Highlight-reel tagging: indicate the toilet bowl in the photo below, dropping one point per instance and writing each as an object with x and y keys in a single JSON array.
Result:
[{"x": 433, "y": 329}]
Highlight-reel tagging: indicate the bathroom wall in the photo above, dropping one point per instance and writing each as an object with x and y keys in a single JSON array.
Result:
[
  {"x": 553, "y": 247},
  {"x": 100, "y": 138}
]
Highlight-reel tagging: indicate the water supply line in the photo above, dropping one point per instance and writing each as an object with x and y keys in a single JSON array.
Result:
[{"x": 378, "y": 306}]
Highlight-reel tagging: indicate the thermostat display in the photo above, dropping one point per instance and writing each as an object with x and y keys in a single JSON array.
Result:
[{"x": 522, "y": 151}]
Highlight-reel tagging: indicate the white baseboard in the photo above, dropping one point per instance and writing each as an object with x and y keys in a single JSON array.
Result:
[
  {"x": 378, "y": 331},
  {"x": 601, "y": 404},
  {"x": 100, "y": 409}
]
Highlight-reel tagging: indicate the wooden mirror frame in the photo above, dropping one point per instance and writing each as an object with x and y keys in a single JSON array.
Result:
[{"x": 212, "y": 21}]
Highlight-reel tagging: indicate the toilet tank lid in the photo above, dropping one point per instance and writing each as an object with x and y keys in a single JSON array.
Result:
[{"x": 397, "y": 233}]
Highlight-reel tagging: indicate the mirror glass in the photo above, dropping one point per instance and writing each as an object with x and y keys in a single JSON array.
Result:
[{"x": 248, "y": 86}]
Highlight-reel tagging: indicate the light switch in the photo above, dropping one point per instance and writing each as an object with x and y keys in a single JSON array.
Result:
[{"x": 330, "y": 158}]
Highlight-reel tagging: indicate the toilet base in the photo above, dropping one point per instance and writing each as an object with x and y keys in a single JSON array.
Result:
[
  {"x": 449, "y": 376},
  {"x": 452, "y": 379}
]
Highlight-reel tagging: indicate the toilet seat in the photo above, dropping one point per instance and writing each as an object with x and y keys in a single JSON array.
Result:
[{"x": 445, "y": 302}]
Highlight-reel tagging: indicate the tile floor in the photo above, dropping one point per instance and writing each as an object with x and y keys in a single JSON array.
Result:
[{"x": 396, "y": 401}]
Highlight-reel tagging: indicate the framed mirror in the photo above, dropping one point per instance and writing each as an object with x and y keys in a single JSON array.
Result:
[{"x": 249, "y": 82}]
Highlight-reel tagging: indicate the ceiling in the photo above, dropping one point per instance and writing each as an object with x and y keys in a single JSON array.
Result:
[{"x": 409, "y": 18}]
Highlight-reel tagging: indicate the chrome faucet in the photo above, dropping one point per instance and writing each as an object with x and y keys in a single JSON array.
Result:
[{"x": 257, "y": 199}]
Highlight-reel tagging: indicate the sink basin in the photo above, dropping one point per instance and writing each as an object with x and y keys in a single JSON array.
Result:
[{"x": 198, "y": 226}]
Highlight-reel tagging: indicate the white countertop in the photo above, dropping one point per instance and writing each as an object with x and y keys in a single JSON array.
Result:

━━━━━━━━━━━━━━━━━━━━

Task prompt:
Return the material in full, exactly as shown.

Correct response:
Highlight-reel tagging: indicate the toilet bowl in the photo below, dropping one point per instance and writing each as an object with x and y keys in a single JSON array.
Result:
[{"x": 433, "y": 329}]
Highlight-reel tagging: indicate the bathroom wall in the photo above, dropping one point per instance and writing each as an object with x and y keys in a single JSON array.
Result:
[
  {"x": 553, "y": 247},
  {"x": 100, "y": 138}
]
Highlight-reel tagging: indicate the water supply line in the photo above, dropping one point per instance and writing each as an object with x and y keys in a single JSON array.
Result:
[{"x": 378, "y": 306}]
Highlight-reel tagging: indicate the thermostat display in the photo above, dropping one point per instance and writing each as an object with x and y keys in a single JSON array.
Result:
[{"x": 522, "y": 151}]
Highlight-reel tagging: indicate the white baseboard in the photo above, dropping one point per instance and writing each as an object with x and y keys in a single JSON array.
Result:
[
  {"x": 378, "y": 331},
  {"x": 601, "y": 404},
  {"x": 100, "y": 409}
]
Highlight-reel tagging: indicate the wooden mirror frame in the photo above, dropping one point per instance and writing each as an object with x and y keys in a single JSON array.
Result:
[{"x": 212, "y": 21}]
Highlight-reel tagging: indicate the toilet tank lid in the photo above, dropping one point per instance and writing each as an object with x and y keys in a single JSON array.
Result:
[{"x": 397, "y": 233}]
Highlight-reel tagging: indicate the mirror glass in the photo above, dropping one point per instance and writing each as an object with x and y keys in a single JSON array.
Result:
[{"x": 248, "y": 86}]
Highlight-reel tagging: indicate the light switch in the photo above, dropping one point per instance and writing each as an object with x and y keys in a single JSON array.
Result:
[{"x": 330, "y": 158}]
Highlight-reel tagging: indicate the toilet base in the photo above, dropping one point per instance and writing each as an object with x and y keys in a single JSON array.
Result:
[
  {"x": 449, "y": 376},
  {"x": 452, "y": 379}
]
Highlight-reel tagging: indicate the toilet seat in the photo above, dropping one point per instance and writing each as an object with x and y keys in a single JSON array.
Result:
[{"x": 445, "y": 302}]
Highlight-reel tagging: indicate the tile floor in the photo above, dropping one point per instance and writing each as an object with x and y keys in a single JSON array.
Result:
[{"x": 396, "y": 401}]
Highlight-reel tagging: indicate the framed mirror in the photo above, dropping one point per instance and writing each as an object with x and y keys in a single JSON array.
Result:
[{"x": 249, "y": 82}]
Highlight-reel tagging: indicate the ceiling in the photo above, dropping one point per instance and writing each as an object with x and y keys in a single JSON array.
Result:
[{"x": 409, "y": 18}]
Highlight-reel tagging: indicate the chrome faucet in the photo above, dropping one point per instance and writing each as an object with x and y keys in a single JSON array.
Result:
[{"x": 257, "y": 199}]
Highlight-reel tagging: indicate the sink basin in the photo above, dropping one point per instance and writing each as an object with x and y keys in a single JSON array.
Result:
[{"x": 198, "y": 226}]
Highlight-reel tagging: indicate the white countertop in the photo above, dropping one point per instance and writing each as an object with x and y keys in a single JSON array.
Result:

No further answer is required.